Exercise objective: Which lines of the data contain the string "vertical"? Show each of them.

Data under study:
# # # # #
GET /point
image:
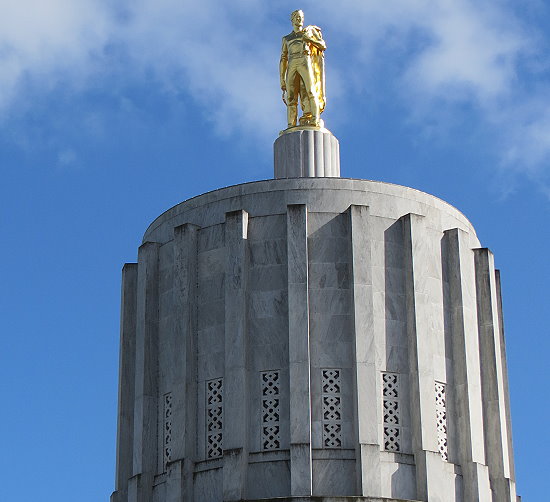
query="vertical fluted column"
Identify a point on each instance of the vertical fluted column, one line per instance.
# # # # #
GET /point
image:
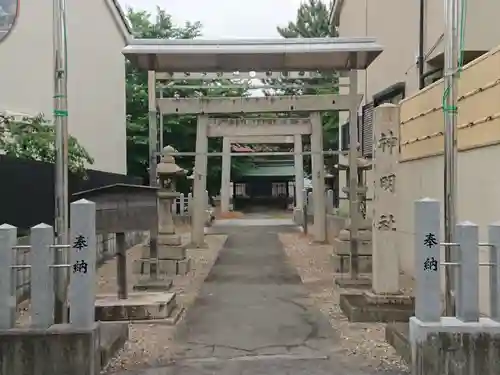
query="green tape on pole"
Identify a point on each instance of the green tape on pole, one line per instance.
# # # # #
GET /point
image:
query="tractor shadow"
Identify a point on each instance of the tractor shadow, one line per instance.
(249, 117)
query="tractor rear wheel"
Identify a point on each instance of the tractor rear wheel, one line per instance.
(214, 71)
# # # # #
Response to this task:
query="vertical fluted column"
Identify a point on each instance of the vertical fluted column, one line per instance.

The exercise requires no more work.